What is asked:
Write out the whole listing again, exactly as given.

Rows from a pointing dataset
....
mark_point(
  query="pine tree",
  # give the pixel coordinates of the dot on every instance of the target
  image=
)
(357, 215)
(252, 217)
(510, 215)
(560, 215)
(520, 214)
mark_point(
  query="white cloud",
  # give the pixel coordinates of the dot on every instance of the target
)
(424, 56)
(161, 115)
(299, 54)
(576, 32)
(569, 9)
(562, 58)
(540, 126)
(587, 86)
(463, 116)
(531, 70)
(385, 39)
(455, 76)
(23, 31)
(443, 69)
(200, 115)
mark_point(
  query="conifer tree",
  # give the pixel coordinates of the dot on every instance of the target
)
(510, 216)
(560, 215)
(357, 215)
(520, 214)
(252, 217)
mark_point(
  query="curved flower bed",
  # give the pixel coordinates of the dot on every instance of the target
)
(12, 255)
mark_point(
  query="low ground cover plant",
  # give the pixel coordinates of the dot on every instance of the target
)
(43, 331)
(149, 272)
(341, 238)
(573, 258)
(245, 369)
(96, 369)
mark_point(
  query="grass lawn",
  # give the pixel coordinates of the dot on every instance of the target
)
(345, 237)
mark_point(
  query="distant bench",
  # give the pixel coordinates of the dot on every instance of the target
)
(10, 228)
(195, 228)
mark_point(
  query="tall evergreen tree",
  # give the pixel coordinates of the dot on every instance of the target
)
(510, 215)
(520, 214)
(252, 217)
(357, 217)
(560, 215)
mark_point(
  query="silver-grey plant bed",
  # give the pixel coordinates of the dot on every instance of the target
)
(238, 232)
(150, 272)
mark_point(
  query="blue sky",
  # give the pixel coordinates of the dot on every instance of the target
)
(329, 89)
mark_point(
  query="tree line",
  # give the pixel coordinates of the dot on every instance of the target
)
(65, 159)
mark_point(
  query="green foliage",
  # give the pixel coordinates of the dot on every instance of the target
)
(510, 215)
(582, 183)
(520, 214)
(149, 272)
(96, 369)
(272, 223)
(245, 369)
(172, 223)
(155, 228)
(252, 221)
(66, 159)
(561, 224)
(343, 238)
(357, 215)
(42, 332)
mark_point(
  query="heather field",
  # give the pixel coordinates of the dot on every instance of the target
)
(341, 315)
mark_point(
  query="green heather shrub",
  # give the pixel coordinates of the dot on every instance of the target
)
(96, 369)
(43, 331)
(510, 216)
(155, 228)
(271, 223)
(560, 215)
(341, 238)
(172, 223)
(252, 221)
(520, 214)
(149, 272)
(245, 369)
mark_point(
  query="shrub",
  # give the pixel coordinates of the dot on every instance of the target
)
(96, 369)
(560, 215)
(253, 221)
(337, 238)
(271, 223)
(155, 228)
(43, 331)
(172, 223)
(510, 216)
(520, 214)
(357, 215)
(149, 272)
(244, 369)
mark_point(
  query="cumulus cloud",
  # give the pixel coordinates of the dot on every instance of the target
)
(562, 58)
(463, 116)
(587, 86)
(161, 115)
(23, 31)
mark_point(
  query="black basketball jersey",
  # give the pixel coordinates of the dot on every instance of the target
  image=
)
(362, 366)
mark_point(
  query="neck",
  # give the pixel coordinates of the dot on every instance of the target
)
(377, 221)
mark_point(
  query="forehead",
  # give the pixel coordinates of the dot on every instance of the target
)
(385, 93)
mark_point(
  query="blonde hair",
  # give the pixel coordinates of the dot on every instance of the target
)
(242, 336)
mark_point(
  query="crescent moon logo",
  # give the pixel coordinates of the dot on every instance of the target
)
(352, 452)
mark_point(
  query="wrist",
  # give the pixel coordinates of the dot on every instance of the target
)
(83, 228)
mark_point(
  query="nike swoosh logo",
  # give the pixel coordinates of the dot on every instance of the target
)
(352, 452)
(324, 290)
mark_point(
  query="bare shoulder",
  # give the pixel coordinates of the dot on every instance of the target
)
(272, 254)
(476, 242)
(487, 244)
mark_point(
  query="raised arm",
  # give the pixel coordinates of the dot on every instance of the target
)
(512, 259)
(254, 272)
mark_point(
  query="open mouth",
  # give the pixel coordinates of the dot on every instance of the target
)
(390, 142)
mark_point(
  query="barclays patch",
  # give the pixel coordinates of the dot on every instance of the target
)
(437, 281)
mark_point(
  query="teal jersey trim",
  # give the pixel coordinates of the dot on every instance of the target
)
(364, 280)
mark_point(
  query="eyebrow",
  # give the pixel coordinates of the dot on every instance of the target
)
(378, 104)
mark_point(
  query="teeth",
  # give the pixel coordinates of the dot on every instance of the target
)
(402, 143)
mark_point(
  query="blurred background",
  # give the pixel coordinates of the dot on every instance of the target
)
....
Response:
mark_point(
  query="pine tree",
  # give the pixel coordinates of the dot on every instance of the target
  image=
)
(357, 215)
(252, 217)
(510, 215)
(560, 215)
(520, 214)
mark_point(
  query="white cloud",
  # give the pixel coordinates of the dot on every instance of the target
)
(424, 56)
(161, 115)
(299, 54)
(576, 32)
(569, 9)
(562, 58)
(540, 126)
(587, 86)
(463, 116)
(531, 70)
(385, 39)
(455, 76)
(23, 31)
(443, 69)
(200, 115)
mark_point(
  query="conifer tree",
  # give the pixel coordinates of the dot on every instance of the target
)
(510, 216)
(560, 215)
(357, 215)
(520, 214)
(252, 217)
mark_point(
  query="curved flower bed",
  # give the pixel coordinates of the dot on every instance of the target
)
(12, 255)
mark_point(
  query="low ground cover plant",
  # give the pixel coordinates of the dot on every instance of the target
)
(43, 331)
(149, 272)
(341, 238)
(573, 258)
(245, 369)
(96, 369)
mark_point(
  query="grass lawn",
  # give the pixel coordinates of the dot on every instance of the target
)
(345, 237)
mark_point(
  query="distant bench",
  # give the pixel coordinates of the dot on every instance of the target
)
(10, 228)
(195, 228)
mark_point(
  query="tall evergreen tree",
  # give the pixel coordinates of the dot on every instance of the target
)
(510, 215)
(520, 214)
(252, 217)
(357, 217)
(560, 215)
mark_point(
  query="silver-grey plant bed",
  # give the pixel coordinates of the dot on every instance of the target
)
(238, 232)
(150, 272)
mark_point(
  query="blue sky",
  # give the pixel coordinates of the dot on every instance of the target
)
(329, 89)
mark_point(
  query="tree line",
  # give the pixel coordinates of the dot on every instance of the target
)
(65, 159)
mark_point(
  query="green foliage",
  # give the pixel coordinates of the dot on every instance of the target
)
(510, 215)
(582, 183)
(520, 214)
(149, 272)
(96, 369)
(272, 223)
(245, 369)
(172, 223)
(155, 228)
(252, 221)
(66, 159)
(561, 224)
(343, 238)
(357, 215)
(42, 332)
mark_point(
  query="heather field",
  # give the pixel coordinates of the dot on every instance of the target
)
(341, 315)
mark_point(
  query="green heather shrub",
  # give the pixel coordinates of the dot on every instance of the target
)
(96, 369)
(43, 331)
(510, 216)
(155, 228)
(271, 223)
(560, 215)
(341, 238)
(172, 223)
(252, 221)
(520, 214)
(149, 272)
(245, 369)
mark_point(
  query="shrub",
  # give the pixel coordinates of the dot on every instance of the target
)
(96, 369)
(560, 215)
(253, 221)
(337, 238)
(271, 223)
(155, 228)
(43, 331)
(172, 223)
(510, 216)
(520, 214)
(357, 215)
(149, 272)
(244, 369)
mark_point(
  query="cumulus cloud",
  # give the pixel coordinates of the dot on every instance of the target
)
(562, 58)
(463, 116)
(587, 86)
(161, 115)
(23, 31)
mark_point(
  query="black basketball jersey",
  # give the pixel coordinates of the dot on every instance of the target
  image=
)
(362, 366)
mark_point(
  query="neck",
  # give the pixel coordinates of the dot on every instance of the target
)
(377, 221)
mark_point(
  query="forehead",
  # give the pixel coordinates of the dot on every instance of the target
)
(385, 93)
mark_point(
  query="blonde hair",
  # give the pixel coordinates of the dot on every instance of the target
)
(242, 336)
mark_point(
  query="crescent moon logo",
  # give the pixel coordinates of the dot on every instance of the target
)
(352, 452)
mark_point(
  query="wrist",
  # give the pixel coordinates of the dot on every instance of the target
)
(83, 228)
mark_point(
  query="nike swoosh logo",
  # give the pixel coordinates of the dot on every instance of the target
)
(352, 452)
(324, 290)
mark_point(
  query="bare shoulder",
  # give the pixel coordinates of the dot on every instance of the target
)
(272, 254)
(476, 242)
(487, 244)
mark_point(
  query="raised arm",
  # give the pixel coordinates of the dot on every instance of the target
)
(512, 259)
(254, 272)
mark_point(
  query="open mouth",
  # give the pixel coordinates of the dot on every instance of the target
)
(390, 142)
mark_point(
  query="barclays patch",
  # give the pixel coordinates of the dot on every instance of the target
)
(437, 281)
mark_point(
  query="teal jersey trim",
  # give the pixel coordinates of the dot on every instance of the target
)
(364, 280)
mark_point(
  query="eyebrow",
  # give the pixel coordinates of the dot on every instance of the target
)
(378, 104)
mark_point(
  query="teeth",
  # give the pixel coordinates of the dot on every instance of the target
)
(402, 143)
mark_point(
  query="blurred background",
  # give the pixel coordinates of the dot on every instance of the target
)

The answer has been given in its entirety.